- Task requirements
Copy out the listing below, switching every "Highlight" to "Mark" and leaving everything else untouched.

- Material supplied
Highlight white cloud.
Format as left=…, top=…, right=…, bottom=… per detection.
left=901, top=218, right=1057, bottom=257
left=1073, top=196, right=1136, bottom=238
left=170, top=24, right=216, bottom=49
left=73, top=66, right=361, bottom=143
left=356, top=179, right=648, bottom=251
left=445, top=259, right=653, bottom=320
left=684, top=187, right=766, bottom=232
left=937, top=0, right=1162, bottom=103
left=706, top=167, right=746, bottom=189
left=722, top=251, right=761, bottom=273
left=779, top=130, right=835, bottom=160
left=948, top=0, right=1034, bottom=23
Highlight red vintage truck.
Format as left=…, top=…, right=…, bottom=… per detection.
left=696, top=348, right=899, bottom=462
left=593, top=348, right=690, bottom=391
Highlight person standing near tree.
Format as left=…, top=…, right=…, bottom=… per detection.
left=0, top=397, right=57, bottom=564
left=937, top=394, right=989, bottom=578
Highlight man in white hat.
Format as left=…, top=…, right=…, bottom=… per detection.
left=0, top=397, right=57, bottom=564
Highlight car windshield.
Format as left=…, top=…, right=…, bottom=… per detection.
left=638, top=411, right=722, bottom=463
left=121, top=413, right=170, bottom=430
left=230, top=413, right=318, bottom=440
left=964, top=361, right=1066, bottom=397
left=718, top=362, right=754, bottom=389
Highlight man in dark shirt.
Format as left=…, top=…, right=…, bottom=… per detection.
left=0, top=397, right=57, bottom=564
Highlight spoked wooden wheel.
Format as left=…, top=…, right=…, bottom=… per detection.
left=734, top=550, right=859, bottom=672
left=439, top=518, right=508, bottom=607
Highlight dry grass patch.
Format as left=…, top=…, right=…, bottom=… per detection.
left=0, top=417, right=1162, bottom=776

- Exercise solution
Mark white cloud.
Format as left=…, top=…, right=…, bottom=… per detection.
left=901, top=218, right=1057, bottom=257
left=1073, top=196, right=1136, bottom=238
left=170, top=24, right=216, bottom=49
left=73, top=66, right=361, bottom=143
left=356, top=179, right=648, bottom=251
left=445, top=259, right=653, bottom=320
left=684, top=187, right=766, bottom=232
left=937, top=0, right=1162, bottom=103
left=706, top=167, right=746, bottom=189
left=722, top=251, right=761, bottom=273
left=779, top=130, right=835, bottom=160
left=948, top=0, right=1034, bottom=23
Mark red vintage truck.
Format as left=…, top=…, right=…, bottom=… per detection.
left=696, top=348, right=899, bottom=462
left=593, top=348, right=690, bottom=391
Mark person standing near tree.
Format as left=…, top=…, right=…, bottom=… per detection.
left=0, top=397, right=57, bottom=564
left=937, top=394, right=989, bottom=578
Mark man in white hat.
Format as left=…, top=…, right=…, bottom=… per detection.
left=0, top=397, right=57, bottom=564
Mark car windshield.
Format as left=…, top=…, right=…, bottom=… per detection.
left=638, top=411, right=722, bottom=463
left=121, top=413, right=170, bottom=430
left=230, top=413, right=318, bottom=440
left=964, top=361, right=1066, bottom=397
left=718, top=362, right=754, bottom=389
Mark man in dark shirt.
Format as left=…, top=…, right=…, bottom=… per detection.
left=0, top=397, right=57, bottom=564
Mark spoked wooden wheel.
Format as left=…, top=…, right=…, bottom=… per detection.
left=734, top=550, right=859, bottom=672
left=439, top=518, right=508, bottom=607
Mark dry grass patch.
Format as left=…, top=…, right=…, bottom=… per detection.
left=0, top=417, right=1162, bottom=776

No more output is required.